§ **Your task**
Your copy should match the records below exactly, except for the pictures.

§ **Image point grounding data**
[Start of Attachment]
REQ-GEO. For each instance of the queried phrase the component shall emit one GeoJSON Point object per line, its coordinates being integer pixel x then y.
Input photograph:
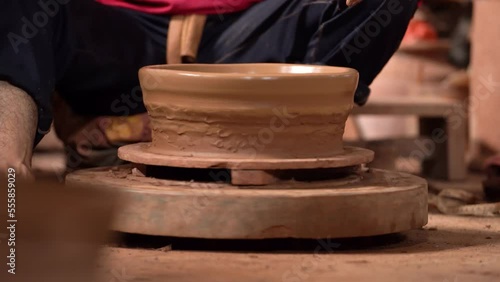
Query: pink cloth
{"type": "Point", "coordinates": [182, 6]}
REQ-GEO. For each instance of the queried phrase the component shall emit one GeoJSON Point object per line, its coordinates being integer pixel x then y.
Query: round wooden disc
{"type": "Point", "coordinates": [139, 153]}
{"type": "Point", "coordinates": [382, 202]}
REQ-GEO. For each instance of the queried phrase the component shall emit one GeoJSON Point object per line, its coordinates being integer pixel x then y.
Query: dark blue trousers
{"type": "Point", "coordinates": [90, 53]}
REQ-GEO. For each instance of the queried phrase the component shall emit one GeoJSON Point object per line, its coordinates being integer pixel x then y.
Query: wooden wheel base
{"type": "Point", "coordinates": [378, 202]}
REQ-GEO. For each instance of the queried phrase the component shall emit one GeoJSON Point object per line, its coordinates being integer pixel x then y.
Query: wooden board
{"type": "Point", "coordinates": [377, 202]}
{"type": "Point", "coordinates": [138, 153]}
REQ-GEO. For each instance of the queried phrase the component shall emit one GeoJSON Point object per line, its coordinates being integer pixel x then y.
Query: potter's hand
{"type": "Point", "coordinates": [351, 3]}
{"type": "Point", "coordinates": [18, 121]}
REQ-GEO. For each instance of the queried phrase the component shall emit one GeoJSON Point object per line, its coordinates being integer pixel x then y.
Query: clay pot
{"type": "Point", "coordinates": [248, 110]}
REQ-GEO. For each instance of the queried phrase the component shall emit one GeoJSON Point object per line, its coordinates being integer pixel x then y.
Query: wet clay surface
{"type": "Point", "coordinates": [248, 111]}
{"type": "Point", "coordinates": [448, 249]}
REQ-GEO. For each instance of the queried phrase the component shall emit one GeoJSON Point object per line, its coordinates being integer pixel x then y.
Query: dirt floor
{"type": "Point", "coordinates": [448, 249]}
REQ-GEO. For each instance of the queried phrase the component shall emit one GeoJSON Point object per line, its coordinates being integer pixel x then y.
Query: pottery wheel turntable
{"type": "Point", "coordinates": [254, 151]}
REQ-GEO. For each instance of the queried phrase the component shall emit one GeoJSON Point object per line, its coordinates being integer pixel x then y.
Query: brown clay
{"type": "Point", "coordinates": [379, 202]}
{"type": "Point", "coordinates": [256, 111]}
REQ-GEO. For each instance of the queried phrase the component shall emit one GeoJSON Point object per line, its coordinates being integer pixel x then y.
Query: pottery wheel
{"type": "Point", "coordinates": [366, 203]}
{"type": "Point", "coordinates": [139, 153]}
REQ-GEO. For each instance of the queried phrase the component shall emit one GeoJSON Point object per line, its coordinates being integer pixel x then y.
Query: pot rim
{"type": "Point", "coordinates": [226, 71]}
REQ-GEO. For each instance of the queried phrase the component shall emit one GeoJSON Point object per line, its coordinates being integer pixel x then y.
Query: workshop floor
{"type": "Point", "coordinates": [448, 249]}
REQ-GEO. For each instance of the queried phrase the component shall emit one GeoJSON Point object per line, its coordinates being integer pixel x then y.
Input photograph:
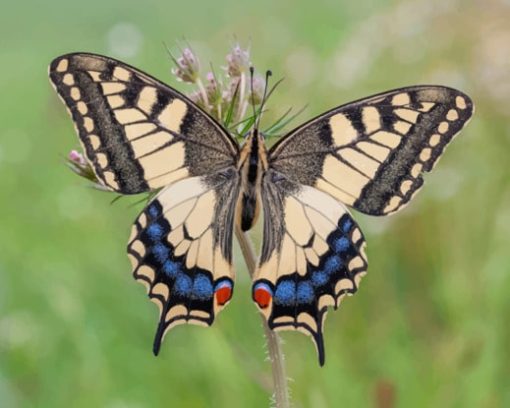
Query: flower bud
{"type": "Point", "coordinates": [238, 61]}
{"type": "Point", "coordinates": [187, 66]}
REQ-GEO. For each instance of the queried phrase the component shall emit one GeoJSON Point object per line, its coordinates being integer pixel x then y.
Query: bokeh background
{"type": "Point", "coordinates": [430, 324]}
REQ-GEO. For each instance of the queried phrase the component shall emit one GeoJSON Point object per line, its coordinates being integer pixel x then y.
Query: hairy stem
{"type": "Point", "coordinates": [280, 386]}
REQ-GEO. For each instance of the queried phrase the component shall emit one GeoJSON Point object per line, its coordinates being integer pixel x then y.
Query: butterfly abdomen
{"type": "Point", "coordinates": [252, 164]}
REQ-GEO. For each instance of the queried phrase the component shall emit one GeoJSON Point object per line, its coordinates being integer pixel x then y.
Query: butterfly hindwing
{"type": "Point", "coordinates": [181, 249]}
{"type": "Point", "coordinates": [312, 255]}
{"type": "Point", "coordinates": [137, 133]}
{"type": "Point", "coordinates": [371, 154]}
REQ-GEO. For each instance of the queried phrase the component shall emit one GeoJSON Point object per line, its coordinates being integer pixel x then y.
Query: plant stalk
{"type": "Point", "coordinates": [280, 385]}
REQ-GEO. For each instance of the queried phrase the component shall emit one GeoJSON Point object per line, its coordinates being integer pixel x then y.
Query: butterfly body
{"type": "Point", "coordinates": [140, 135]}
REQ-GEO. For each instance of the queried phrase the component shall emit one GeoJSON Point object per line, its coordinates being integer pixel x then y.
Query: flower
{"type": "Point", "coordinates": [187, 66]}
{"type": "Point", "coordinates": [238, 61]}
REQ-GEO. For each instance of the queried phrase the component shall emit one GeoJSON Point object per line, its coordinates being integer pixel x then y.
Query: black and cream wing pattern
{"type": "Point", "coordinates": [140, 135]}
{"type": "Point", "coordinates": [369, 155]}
[End of Attachment]
§ **Exercise output**
REQ-GEO. For each instance of the queried phrase the component shall emit one GeoJSON Point object per line, its coordinates being integer pixel x then y.
Input photograph:
Query: pink cloth
{"type": "Point", "coordinates": [182, 6]}
REQ-GEO. For each instance of the queried phrase the component shall emit one GeoJSON Point object per line, its coordinates being integer pixel x then y.
Query: round wooden disc
{"type": "Point", "coordinates": [139, 153]}
{"type": "Point", "coordinates": [382, 202]}
REQ-GEO. For each instance of the queried phrase the component shall emit one GeoJSON Point object per line, its coordinates being integer pixel x then y.
Query: dark blue trousers
{"type": "Point", "coordinates": [90, 53]}
REQ-GEO. For each instance of the queried phrase the component shall emit one GeoJSON Point object per line, its coordinates being integer pixel x then y.
Query: wooden wheel base
{"type": "Point", "coordinates": [378, 202]}
REQ-GEO. For each instance of the queried phrase the component shall emit one GeoJSON Point object per line, its coordinates being integer pixel x then y.
Query: wooden board
{"type": "Point", "coordinates": [377, 202]}
{"type": "Point", "coordinates": [138, 153]}
REQ-GEO. For each instance of the queried phrase the component shall emit one GeoJSON Point object per line, its coordinates being integer pixel x then y.
Query: potter's hand
{"type": "Point", "coordinates": [351, 3]}
{"type": "Point", "coordinates": [18, 121]}
REQ-GEO. For each instance of the queried phrase the component shall emit one GeoJSON Point object per line, its coordinates being integer pixel x then y.
Query: clay pot
{"type": "Point", "coordinates": [248, 110]}
REQ-GEO. For each instance of the queried phrase the component shall emit one GeoJSON Point object per line, its coordinates being integer pixel x then y.
Query: wet clay surface
{"type": "Point", "coordinates": [248, 111]}
{"type": "Point", "coordinates": [448, 249]}
REQ-GEO. For each instance of the queried phrase the component shall emit one GeoJSON Point object per line, its coordinates being integer pixel x then y.
Query: dirt floor
{"type": "Point", "coordinates": [448, 249]}
REQ-GEO. For each instance of the queried phrase the component shall emit one GeoJSON Point object per line, its coordinates being integer pixel x then y.
Query: pottery wheel turntable
{"type": "Point", "coordinates": [254, 151]}
REQ-GEO. For each instance of the queried phrase the component shall emit one GeoJSON Point object per line, its coordinates being integer pixel x then y.
Query: brown clay
{"type": "Point", "coordinates": [379, 202]}
{"type": "Point", "coordinates": [256, 111]}
REQ-GEO. For each instance of the queried phrase the component shall emit one GeoJSON Point object per line, its coordinates being integer pixel x then y.
Query: pottery wheel
{"type": "Point", "coordinates": [366, 203]}
{"type": "Point", "coordinates": [139, 153]}
REQ-GEO. For each instance of the queried phrase the component shall emit one GeoJSON Point object per line, its coordinates being integer pixel x then y.
Query: pot rim
{"type": "Point", "coordinates": [226, 71]}
REQ-GEO. For each instance of the queried phrase the component shall emit one GeoJSON Point object per line, its coordinates being integer pixel x then y.
Query: workshop floor
{"type": "Point", "coordinates": [448, 249]}
REQ-GEO. For each instance of the queried phrase the component shall emit one GeoJSON Point object per line, its coordinates being integer pixel x then y.
Input photograph:
Query: flower bud
{"type": "Point", "coordinates": [238, 61]}
{"type": "Point", "coordinates": [187, 66]}
REQ-GEO. For each instance of the queried phrase the component shall emit one GeoJSON Point object per line, its coordinates being integer pixel x then y.
Query: bokeh background
{"type": "Point", "coordinates": [430, 324]}
REQ-GEO. For each instance of the queried phrase the component shall emit one GeoJSON Point object per line, its coordinates being integer pixel x then y.
Query: hairy stem
{"type": "Point", "coordinates": [280, 386]}
REQ-GEO. For each instance of the queried phrase the component shall emit one GeoJSON Point object per line, its coordinates being integer pixel x then y.
Query: butterfly abdomen
{"type": "Point", "coordinates": [252, 164]}
REQ-GEO. For each instance of the queried phrase the component shall emit one GeoJSON Point object per line, its coordinates being integer pixel x then y.
Query: butterfly hindwing
{"type": "Point", "coordinates": [181, 249]}
{"type": "Point", "coordinates": [312, 255]}
{"type": "Point", "coordinates": [137, 133]}
{"type": "Point", "coordinates": [371, 154]}
REQ-GEO. For each instance of the queried phrase the component shall emit one GeoJSON Point object per line, its coordinates being integer pixel x then y.
Query: plant stalk
{"type": "Point", "coordinates": [280, 385]}
REQ-GEO. For each instance of the queried phrase the component shall emit one GeoJSON Point object per line, its coordinates being integer pixel x then y.
Query: butterfly body
{"type": "Point", "coordinates": [140, 135]}
REQ-GEO. For each instance of the queried phrase the component shall emit one GeoJSON Point object per line, its coordinates being integer pixel x then y.
Query: flower
{"type": "Point", "coordinates": [187, 66]}
{"type": "Point", "coordinates": [238, 61]}
REQ-GEO. For each instance of the queried phrase the component shall emit one GeoJSON Point object per line, its coordinates being integer pixel x then y.
Query: black and cream wing pattern
{"type": "Point", "coordinates": [140, 135]}
{"type": "Point", "coordinates": [369, 155]}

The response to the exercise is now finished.